• [Текст]:

•••

« А я не
люблю голубей,
что на
асфальте столичном
забывают о небе. Все глупей и глупей,
Все
бессмысленней жизнь их и неприличней».
Семен Ботвинник.
Голуби, в Милане, на
площади, у Домского собора кормились с руки, садились на голову людей, на
плечи. Тысячи голубей. Вся площадь была покрыта ими, как живым ковром из
перьев. Шелест крыльев, гортанный рокот, смех детей…. Бесплатный атракцион для
туристов. Впрочем, почему бесплатный? На площади с легких тележек продавался
корм для птиц. Корм в специальных пакетиках – обязательный атрибут туристской
индустрии.
Гости Миланы были в
восторге от единения с миром живой природы. От доверчивости этой самой природы,
от согласия с ней и добром симбиозе: красавцы-птицы радуют человека своим
видом, а человек кормит их за это.
Как мило! Как
замечательно! Как прекрасно! Миру – мир!
Бедные голуби ни в
чем неповинны. Эти обычные птицы стали жертвой человеческой глупости и
тщеславия. Жирные, неповоротливые птицы там, на площади, были помещены в
невидимую клетку обжорства. Здесь, на дармовом корме, голуби рождались, жили и
умирали, гораздо быстрей, чем их сородичи где-то на воле.
Не знаю, виноват ли
Пабло Пикассо в голубиной трагедии? Эта птица всегда была ручной, близкой к
человеку. Всегда служила ему своим полетом ( голубиная почта), своим примером (
моногамией в любви) и преданностью к своему дому.
Великая птица –
голубь. Великой сделал ее человек, и он же низвел голубя до стадии полного
ничтожества: паразитизма, вялости, сытого довольства. На многих рисунках
Пикассо голубь был другой: нервный, легкий, худой, устремленный ввысь. Там был
талантливый голубь. На площади в Милане все голуби были похожи друг на друга,
это была площадь бездарных голубей.
Голубей мира? Но
разве может быть голубь мира так беззащитен? Даже для полета непригоден. Разве
может он добывать корм только с руки человека? Разве смысл мира – паразитизм?
На стене школы в Холоне – фреска. На ней, как вы
видите, чудный голубь отправляется в полет с руки. Писал фреску, судя по всему,
еврей из Грузии. Вон сбоку слово «мир» на грузинском языке, но по центру, как
положено: иврит, английский, русский… Голубь мира.

•••

• [Строки данных]:
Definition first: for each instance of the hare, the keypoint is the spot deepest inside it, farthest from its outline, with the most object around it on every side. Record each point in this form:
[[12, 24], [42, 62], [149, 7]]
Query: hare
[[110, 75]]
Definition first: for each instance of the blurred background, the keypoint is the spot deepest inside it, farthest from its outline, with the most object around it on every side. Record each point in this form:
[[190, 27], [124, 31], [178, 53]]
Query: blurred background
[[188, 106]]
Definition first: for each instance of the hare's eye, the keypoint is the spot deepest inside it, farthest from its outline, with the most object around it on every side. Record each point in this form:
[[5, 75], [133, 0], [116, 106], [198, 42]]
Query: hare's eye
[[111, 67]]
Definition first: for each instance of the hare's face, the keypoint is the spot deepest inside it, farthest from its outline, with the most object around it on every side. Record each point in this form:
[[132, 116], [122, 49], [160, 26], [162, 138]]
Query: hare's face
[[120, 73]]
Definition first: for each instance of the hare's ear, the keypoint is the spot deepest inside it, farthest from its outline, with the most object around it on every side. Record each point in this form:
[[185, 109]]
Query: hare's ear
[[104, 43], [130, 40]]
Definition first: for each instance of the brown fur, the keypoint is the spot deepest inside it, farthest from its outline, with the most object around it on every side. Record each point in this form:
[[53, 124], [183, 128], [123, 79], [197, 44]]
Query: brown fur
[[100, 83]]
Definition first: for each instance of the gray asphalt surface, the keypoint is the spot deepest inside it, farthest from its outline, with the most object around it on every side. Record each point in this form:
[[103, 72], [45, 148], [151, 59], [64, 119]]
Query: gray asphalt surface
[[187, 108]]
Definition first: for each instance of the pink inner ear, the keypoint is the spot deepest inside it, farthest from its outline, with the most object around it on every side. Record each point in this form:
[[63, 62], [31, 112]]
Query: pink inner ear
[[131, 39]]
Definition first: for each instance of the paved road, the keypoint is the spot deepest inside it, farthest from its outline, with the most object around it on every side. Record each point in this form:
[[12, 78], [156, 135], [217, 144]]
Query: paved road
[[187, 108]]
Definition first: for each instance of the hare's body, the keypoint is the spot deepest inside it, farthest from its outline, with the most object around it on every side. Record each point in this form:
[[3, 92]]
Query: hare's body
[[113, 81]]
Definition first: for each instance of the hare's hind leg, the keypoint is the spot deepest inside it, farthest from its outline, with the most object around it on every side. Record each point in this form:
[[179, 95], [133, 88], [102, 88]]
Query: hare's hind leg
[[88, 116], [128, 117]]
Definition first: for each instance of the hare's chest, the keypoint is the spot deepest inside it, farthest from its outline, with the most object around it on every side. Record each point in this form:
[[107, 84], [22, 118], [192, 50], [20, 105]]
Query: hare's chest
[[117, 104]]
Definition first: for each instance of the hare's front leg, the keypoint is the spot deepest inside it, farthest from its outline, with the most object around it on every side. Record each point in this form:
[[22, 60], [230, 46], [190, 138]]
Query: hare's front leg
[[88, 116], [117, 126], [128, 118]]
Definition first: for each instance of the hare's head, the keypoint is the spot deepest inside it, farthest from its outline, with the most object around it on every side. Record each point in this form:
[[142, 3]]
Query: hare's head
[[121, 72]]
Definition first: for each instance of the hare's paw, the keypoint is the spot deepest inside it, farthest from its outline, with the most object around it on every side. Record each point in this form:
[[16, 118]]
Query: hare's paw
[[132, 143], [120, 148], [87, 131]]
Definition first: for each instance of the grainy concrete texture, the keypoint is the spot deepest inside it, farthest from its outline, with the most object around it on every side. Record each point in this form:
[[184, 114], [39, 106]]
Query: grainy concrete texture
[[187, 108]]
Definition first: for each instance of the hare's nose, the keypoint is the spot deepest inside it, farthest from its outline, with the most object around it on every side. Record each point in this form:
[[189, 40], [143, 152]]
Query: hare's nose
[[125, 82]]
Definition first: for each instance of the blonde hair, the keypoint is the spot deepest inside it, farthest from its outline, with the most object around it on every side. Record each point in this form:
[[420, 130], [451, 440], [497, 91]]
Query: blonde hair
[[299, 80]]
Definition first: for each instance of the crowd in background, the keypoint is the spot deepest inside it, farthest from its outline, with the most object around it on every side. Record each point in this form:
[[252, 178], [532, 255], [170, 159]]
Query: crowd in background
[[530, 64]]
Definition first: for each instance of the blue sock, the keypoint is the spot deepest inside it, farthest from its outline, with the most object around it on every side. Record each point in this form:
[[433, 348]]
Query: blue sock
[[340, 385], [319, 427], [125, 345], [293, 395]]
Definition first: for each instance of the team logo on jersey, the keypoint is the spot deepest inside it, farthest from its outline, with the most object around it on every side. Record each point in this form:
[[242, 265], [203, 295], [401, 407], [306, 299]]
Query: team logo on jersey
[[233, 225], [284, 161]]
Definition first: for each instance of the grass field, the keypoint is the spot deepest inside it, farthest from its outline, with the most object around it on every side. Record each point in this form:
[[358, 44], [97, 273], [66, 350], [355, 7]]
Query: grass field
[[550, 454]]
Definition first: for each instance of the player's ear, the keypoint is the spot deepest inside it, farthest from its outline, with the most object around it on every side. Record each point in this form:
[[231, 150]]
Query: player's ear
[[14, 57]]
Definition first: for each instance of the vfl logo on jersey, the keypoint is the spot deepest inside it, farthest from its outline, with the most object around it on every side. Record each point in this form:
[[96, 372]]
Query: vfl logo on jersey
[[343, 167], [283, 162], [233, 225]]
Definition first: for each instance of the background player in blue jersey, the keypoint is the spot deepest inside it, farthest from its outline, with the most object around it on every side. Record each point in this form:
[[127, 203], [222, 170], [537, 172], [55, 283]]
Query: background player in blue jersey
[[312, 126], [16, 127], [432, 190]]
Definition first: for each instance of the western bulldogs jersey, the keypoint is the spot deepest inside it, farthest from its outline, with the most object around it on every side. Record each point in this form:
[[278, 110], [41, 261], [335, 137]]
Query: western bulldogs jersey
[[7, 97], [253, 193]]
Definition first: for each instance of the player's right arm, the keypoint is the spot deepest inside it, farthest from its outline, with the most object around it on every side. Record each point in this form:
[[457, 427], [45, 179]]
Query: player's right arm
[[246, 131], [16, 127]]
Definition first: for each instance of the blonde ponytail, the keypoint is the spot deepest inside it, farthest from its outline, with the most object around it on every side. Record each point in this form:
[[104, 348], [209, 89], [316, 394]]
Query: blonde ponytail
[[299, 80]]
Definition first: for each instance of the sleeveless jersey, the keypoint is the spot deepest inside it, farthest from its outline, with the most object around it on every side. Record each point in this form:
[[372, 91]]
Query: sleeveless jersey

•••

• [Условия заданий]:
A) Ответьте по тексту о голубях:
(i) Где в Милане голуби кормились с руки?
(ii) Что продавалось на площади с легких тележек?
(iii) На стене какого здания в Холоне находится фреска?
B) Выпишите из текста о голубях отрывок, начиная со слов «Бедные голуби ни» и продолжая вплоть до слов «где-то на воле.».

• [Ответы по заданиям]:
A)
(i) На площади у Домского собора.
(ii) Корм для птиц.
(iii) Школы.

B)
Бедные голуби ни в
чем неповинны. Эти обычные птицы стали жертвой человеческой глупости и
тщеславия. Жирные, неповоротливые птицы там, на площади, были помещены в
невидимую клетку обжорства. Здесь, на дармовом корме, голуби рождались, жили и
умирали, гораздо быстрей, чем их сородичи где-то на воле.